== Page ==

# Jenny is in doggy heaven



## Rapide561 (Oct 1, 2005)

Many of you will have read about Jenny and her antics over the past few years, and will also be aware that she had a few illnesses, particularly in the last 12 months. 

Yesterday, and more so overnight, it was clear that Jenny was not well, so I cut short our trip in Oswestry and returned to Derbyshire first thing this morning, so that we could see our local vet. 

After a discussion, and weighing up the pros and cons, Jenny's dad and myself decided the best thing to do was to help mother nature along, listening to the guidance from the vet. 

In order to keep Jennifer as calm as possible, we did not go into the vets, but decided to sit under the blossom tree in the gardens outside the vets premises. Moments later, Jenny passed away peacefully. This was the hardest decision of my life so far, with no exaggeration. 

Jenny has been a wonderful companion and I am simply so grateful to have had her as a true friend. She has travelled thousands of miles in the motorhome and has been featured in various motorhome magazines. 

The pic below is about one year old, but I think she compliments the Swift interior beautifully. 

Run free at the bridge princess. 

Jenny, 17th December 1997 - 2 May 2010. 

Russell


----------



## locovan (Oct 17, 2007)

Oh Russell Im so sorry bless her oh that is such sad news.xxxx


----------



## clianthus (Jul 8, 2006)

I'm so sorry Russell. 

I know you wouldn't have made this decision lightly, so I'm also sure it was the right one.

It's unbelievably hard when you lose your loyal companion and I really feel for you and Jenny's dad.

Run free and be happy at the bridge Jenny X


----------



## lindyloot (May 20, 2007)

So sorry to hear your news Russell, run free Jenny .
Rich and Lin


----------



## DABurleigh (May 9, 2005)

I'm so sorry, Russell. It's the responsible dog owner's final responsible, caring and loving act, but it doesn't make it any easier. You know the heartache, but also that it subsides with time.

===
== Given data ==

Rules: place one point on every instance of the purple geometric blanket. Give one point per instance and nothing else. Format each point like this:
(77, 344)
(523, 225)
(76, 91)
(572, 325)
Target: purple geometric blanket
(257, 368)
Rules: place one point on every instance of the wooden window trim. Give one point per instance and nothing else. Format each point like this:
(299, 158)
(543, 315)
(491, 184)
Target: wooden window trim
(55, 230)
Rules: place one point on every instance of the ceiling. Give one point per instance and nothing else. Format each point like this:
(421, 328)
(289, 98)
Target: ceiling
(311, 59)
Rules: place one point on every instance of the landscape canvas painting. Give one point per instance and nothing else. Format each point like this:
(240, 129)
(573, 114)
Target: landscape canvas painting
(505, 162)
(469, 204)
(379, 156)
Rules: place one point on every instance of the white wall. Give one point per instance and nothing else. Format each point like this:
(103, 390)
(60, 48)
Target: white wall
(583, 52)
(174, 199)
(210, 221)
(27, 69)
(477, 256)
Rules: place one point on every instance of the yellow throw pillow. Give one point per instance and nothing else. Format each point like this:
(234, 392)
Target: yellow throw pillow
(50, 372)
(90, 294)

===

▶ [The tasks]:
1. Print the passage of the forum thread between "Oh Russell Im" and "the right one.", inclusive.
2. Rewrite the listing from the line holding "Rules: place one point on every instance of the ceiling." through its final line, inclusive, shifting each answer coordinate by adding 91 to both of its numbers. Keep the rule lines and their sample points unchanged.
The forum thread and the listing have nothing to do with each other.

▶ [Correct answers]:
1.
Oh Russell Im so sorry bless her oh that is such sad news.xxxx


----------



## clianthus (Jul 8, 2006)

I'm so sorry Russell. 

I know you wouldn't have made this decision lightly, so I'm also sure it was the right one.

2.
Rules: place one point on every instance of the ceiling. Give one point per instance and nothing else. Format each point like this:
(421, 328)
(289, 98)
Target: ceiling
(402, 150)
Rules: place one point on every instance of the landscape canvas painting. Give one point per instance and nothing else. Format each point like this:
(240, 129)
(573, 114)
Target: landscape canvas painting
(596, 253)
(560, 295)
(470, 247)
Rules: place one point on every instance of the white wall. Give one point per instance and nothing else. Format each point like this:
(103, 390)
(60, 48)
Target: white wall
(674, 143)
(265, 290)
(301, 312)
(118, 160)
(568, 347)
Rules: place one point on every instance of the yellow throw pillow. Give one point per instance and nothing else. Format each point like this:
(234, 392)
Target: yellow throw pillow
(141, 463)
(181, 385)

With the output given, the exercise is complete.